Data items
****************

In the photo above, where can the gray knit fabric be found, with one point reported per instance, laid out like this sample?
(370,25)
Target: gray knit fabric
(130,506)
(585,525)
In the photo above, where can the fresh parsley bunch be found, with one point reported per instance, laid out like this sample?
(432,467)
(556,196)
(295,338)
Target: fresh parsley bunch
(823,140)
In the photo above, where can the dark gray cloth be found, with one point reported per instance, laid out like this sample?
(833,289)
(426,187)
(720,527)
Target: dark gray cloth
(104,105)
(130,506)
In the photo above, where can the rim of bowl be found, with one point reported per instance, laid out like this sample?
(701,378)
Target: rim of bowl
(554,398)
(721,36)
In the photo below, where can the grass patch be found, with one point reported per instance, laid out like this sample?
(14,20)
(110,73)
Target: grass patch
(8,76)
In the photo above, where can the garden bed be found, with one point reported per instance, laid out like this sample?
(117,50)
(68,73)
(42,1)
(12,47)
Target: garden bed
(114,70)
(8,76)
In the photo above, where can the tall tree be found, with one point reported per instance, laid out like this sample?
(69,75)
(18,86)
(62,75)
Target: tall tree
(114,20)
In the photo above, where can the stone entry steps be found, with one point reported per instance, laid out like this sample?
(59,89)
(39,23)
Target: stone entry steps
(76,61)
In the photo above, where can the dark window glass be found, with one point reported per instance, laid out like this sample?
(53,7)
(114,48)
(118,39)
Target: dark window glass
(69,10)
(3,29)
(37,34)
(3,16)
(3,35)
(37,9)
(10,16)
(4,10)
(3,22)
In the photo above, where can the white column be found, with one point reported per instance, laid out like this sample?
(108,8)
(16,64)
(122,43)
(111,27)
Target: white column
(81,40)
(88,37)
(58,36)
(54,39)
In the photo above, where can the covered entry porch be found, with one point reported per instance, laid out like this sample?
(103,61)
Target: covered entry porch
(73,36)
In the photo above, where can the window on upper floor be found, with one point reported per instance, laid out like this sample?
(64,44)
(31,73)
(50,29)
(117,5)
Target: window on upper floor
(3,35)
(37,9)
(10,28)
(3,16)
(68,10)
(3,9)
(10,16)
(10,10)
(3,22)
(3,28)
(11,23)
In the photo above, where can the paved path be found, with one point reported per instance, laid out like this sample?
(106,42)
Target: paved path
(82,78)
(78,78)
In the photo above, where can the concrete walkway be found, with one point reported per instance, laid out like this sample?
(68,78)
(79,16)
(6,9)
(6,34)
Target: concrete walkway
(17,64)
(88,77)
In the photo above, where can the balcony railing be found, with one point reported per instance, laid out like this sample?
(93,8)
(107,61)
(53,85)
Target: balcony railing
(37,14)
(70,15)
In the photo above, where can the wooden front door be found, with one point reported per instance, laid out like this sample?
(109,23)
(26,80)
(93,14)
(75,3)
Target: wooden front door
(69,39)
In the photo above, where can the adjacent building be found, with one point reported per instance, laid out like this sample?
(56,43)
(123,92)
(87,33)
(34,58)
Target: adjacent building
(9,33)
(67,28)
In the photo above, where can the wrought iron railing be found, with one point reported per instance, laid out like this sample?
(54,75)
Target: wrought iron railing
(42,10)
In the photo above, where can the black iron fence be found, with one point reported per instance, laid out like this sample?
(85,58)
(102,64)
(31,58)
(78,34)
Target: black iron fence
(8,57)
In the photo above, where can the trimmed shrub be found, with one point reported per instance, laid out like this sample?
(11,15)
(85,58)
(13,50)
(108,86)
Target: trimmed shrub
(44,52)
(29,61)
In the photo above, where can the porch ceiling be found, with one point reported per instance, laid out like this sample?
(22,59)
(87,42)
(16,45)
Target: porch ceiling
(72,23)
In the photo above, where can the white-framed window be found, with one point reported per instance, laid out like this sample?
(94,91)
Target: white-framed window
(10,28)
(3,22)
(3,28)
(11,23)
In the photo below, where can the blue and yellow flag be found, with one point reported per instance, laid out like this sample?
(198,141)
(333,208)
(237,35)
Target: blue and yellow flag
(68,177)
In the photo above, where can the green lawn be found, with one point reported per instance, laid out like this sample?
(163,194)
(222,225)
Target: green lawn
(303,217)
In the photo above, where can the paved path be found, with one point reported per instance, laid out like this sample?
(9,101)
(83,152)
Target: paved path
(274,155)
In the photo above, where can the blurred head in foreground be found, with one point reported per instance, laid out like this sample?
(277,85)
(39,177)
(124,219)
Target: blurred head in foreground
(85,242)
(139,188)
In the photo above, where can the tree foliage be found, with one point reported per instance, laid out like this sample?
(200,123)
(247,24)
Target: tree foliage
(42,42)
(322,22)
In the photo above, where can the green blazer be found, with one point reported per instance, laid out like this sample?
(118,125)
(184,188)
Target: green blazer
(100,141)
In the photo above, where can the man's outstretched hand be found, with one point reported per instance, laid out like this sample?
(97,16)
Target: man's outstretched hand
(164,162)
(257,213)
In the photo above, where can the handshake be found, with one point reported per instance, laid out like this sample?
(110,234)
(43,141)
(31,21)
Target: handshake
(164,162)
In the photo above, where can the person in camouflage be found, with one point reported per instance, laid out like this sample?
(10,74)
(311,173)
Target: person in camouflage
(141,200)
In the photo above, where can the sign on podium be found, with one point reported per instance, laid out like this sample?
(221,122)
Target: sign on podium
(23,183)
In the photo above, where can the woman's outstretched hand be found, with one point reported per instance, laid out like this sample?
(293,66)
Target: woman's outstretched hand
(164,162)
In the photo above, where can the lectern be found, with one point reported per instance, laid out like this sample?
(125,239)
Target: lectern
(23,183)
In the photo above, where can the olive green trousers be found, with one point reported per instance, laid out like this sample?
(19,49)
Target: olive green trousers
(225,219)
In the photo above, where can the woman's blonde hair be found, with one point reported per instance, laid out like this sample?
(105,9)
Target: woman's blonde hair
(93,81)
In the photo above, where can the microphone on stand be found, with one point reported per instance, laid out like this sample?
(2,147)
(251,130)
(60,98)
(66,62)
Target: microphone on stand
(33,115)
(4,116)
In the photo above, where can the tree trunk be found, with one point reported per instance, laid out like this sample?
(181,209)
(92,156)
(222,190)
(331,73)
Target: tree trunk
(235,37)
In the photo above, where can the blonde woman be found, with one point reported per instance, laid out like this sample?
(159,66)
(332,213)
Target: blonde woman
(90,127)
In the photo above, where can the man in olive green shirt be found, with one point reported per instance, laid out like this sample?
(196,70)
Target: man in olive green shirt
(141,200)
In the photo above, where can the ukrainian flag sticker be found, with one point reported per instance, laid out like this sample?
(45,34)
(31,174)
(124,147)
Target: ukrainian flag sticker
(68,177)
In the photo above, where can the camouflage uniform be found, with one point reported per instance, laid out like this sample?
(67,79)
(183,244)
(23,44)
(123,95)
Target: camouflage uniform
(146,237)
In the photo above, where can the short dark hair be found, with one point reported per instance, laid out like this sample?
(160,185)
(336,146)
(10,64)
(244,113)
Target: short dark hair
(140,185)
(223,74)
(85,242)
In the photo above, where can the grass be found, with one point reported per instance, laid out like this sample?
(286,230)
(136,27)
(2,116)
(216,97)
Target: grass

****************

TASK BRIEF:
Repeat the listing in full, keeping every line exactly as it is.

OUTPUT FOR THIS TASK:
In the photo above, where can the gray knit fabric be found, with one point reported per instance, laid out like this sample?
(370,25)
Target: gray knit fabric
(130,506)
(585,525)
In the photo above, where can the fresh parsley bunch be found, with one point reported per instance, laid out like this sample?
(432,467)
(556,196)
(295,338)
Target: fresh parsley bunch
(823,140)
In the photo above, where can the dark gray cloth be found, with one point reported per instance, laid out like this sample?
(833,289)
(426,187)
(720,527)
Target: dark gray cloth
(104,105)
(130,506)
In the photo above, where can the rim of bowl be found, with one point reported per instance, laid out like this sample?
(701,378)
Target: rim of bowl
(554,398)
(721,36)
In the photo below, where can the grass patch be found, with one point reported per instance, laid out like this sample?
(14,20)
(110,73)
Target: grass patch
(8,76)
In the photo above, where can the garden bed be found, with one point reported per instance, laid out like this sample?
(117,50)
(68,73)
(42,1)
(12,47)
Target: garden bed
(114,70)
(8,76)
In the photo above, where can the tall tree be found, with one point reported per instance, laid out like this sample?
(69,75)
(18,86)
(62,75)
Target: tall tree
(114,20)
In the photo above, where can the stone entry steps be found, with one point reported per instance, laid out like this sample?
(59,89)
(39,23)
Target: stone entry steps
(76,61)
In the photo above, where can the dark window glass be found, with one point reported per instance, laid out like this sample?
(53,7)
(114,48)
(118,39)
Target: dark window glass
(69,10)
(3,29)
(37,34)
(3,16)
(3,35)
(37,9)
(10,16)
(4,10)
(3,22)
In the photo above, where can the white column be found, with one point reported per instance, laid out like this sample?
(108,8)
(16,64)
(122,43)
(111,27)
Target: white column
(81,40)
(88,37)
(58,36)
(54,39)
In the photo above, where can the covered entry porch be found, with one point reported per instance, laid out like this sample?
(103,61)
Target: covered entry porch
(73,36)
In the photo above, where can the window on upper floor be found, with one point reported per instance, laid out like this sample?
(64,44)
(31,73)
(50,29)
(117,5)
Target: window on upper floor
(3,35)
(37,9)
(10,28)
(3,16)
(68,10)
(3,9)
(10,16)
(10,10)
(3,22)
(3,28)
(11,23)
In the photo above, where can the paved path be found, with one point reported per instance, laid out like this sample?
(106,42)
Target: paved path
(82,78)
(78,78)
In the photo above, where can the concrete walkway be found, with one point reported per instance, laid out like this sample?
(68,78)
(79,16)
(6,9)
(6,34)
Target: concrete walkway
(17,64)
(88,77)
In the photo above, where can the balcony railing be found, with one point reported per instance, laid out like this sample?
(93,8)
(107,61)
(53,85)
Target: balcony railing
(37,14)
(70,15)
In the photo above, where can the wooden front door be found, with one point reported per instance, laid out like this sample?
(109,23)
(26,80)
(93,14)
(75,3)
Target: wooden front door
(69,39)
In the photo above, where can the adjacent building be found, with one point reported per instance, laid out like this sample?
(56,43)
(123,92)
(87,33)
(34,58)
Target: adjacent building
(9,33)
(67,28)
In the photo above, where can the wrought iron railing be found, with one point reported per instance, laid out like this sample?
(54,75)
Target: wrought iron railing
(42,10)
In the photo above, where can the black iron fence be found, with one point reported per instance, laid out like this sample?
(85,58)
(102,64)
(31,58)
(78,34)
Target: black iron fence
(8,57)
In the photo above, where can the trimmed shrub be found, with one point reported per instance, laid out like this sample?
(11,15)
(85,58)
(13,50)
(108,86)
Target: trimmed shrub
(44,52)
(29,61)
In the photo above, where can the porch ceiling be found, with one point reported per instance, laid out like this sample?
(22,59)
(87,42)
(16,45)
Target: porch ceiling
(72,23)
In the photo above, where can the white-framed window be found, with one point reported per instance, laid out like this sample?
(94,91)
Target: white-framed window
(10,28)
(3,22)
(3,28)
(11,23)
In the photo below, where can the blue and yellow flag be found, with one point reported per instance, laid out like this sample?
(198,141)
(333,208)
(237,35)
Target: blue and yellow flag
(68,177)
In the photo above, where can the green lawn be found, with one point reported per instance, laid out like this sample?
(163,194)
(222,225)
Target: green lawn
(303,217)
In the photo above, where can the paved path be found, with one point reported per instance, laid out like this sample?
(9,101)
(83,152)
Target: paved path
(274,155)
In the photo above, where can the blurred head in foreground be found, with one point reported per instance, laid out like this sample?
(277,85)
(39,177)
(124,219)
Target: blurred head in foreground
(85,242)
(139,188)
In the photo above, where can the tree foliage be found, with one point reported per instance, laid out like this sample?
(200,123)
(247,24)
Target: tree foliage
(42,42)
(322,22)
In the photo above, where can the green blazer be found, with one point reported per instance, laid out like this sample?
(118,125)
(184,188)
Target: green blazer
(100,141)
In the photo above, where can the man's outstretched hand be found, with one point reported per instance, laid out like this sample?
(97,16)
Target: man's outstretched hand
(164,162)
(257,213)
In the photo above, where can the handshake be found, with one point reported per instance, laid out like this sample?
(110,234)
(43,141)
(31,21)
Target: handshake
(164,162)
In the photo above, where can the person in camouflage be found, with one point reported per instance, laid out like this sample?
(10,74)
(311,173)
Target: person in camouflage
(141,200)
In the photo above, where can the sign on podium be found, with one point reported per instance, laid out like this sample?
(221,122)
Target: sign on podium
(23,183)
In the photo above, where can the woman's outstretched hand be found, with one point reported per instance, laid out like this sample?
(293,66)
Target: woman's outstretched hand
(164,162)
In the photo above, where can the lectern be found, with one point reported per instance, laid out like this sample?
(125,239)
Target: lectern
(23,183)
In the photo above, where can the olive green trousers be found, with one point reported per instance, laid out like this sample?
(19,49)
Target: olive green trousers
(225,219)
In the photo above, where can the woman's blonde hair be found, with one point reported per instance, laid out like this sample?
(105,9)
Target: woman's blonde hair
(93,81)
In the photo above, where can the microphone on stand be found, with one point reported per instance, laid out like this sample?
(2,147)
(251,130)
(60,98)
(66,62)
Target: microphone on stand
(33,115)
(4,116)
In the photo above, where can the tree trunk be found, with one point reported per instance, laid out like this sample?
(181,209)
(92,156)
(222,190)
(331,73)
Target: tree trunk
(235,37)
In the photo above, where can the blonde woman be found, with one point reported per instance, laid out like this sample?
(159,66)
(332,213)
Target: blonde woman
(90,127)
In the photo above, where can the man in olive green shirt be found, with one point reported per instance, laid out like this sample?
(196,70)
Target: man in olive green shirt
(141,200)
In the photo above, where can the ukrainian flag sticker be found, with one point reported per instance, laid out like this sample?
(45,34)
(31,174)
(124,147)
Target: ukrainian flag sticker
(68,177)
In the photo above, where can the camouflage uniform be found, with one point reported per instance, laid out like this sample?
(67,79)
(183,244)
(23,44)
(123,95)
Target: camouflage uniform
(146,237)
In the photo above, where can the short dark hair be found, with one point reported per instance, laid out like this sample?
(160,185)
(336,146)
(10,64)
(244,113)
Target: short dark hair
(140,185)
(223,74)
(85,242)
In the photo above, where can the grass be found, with one point reported per instance, laid out like this sample?
(286,230)
(136,27)
(2,116)
(216,97)
Target: grass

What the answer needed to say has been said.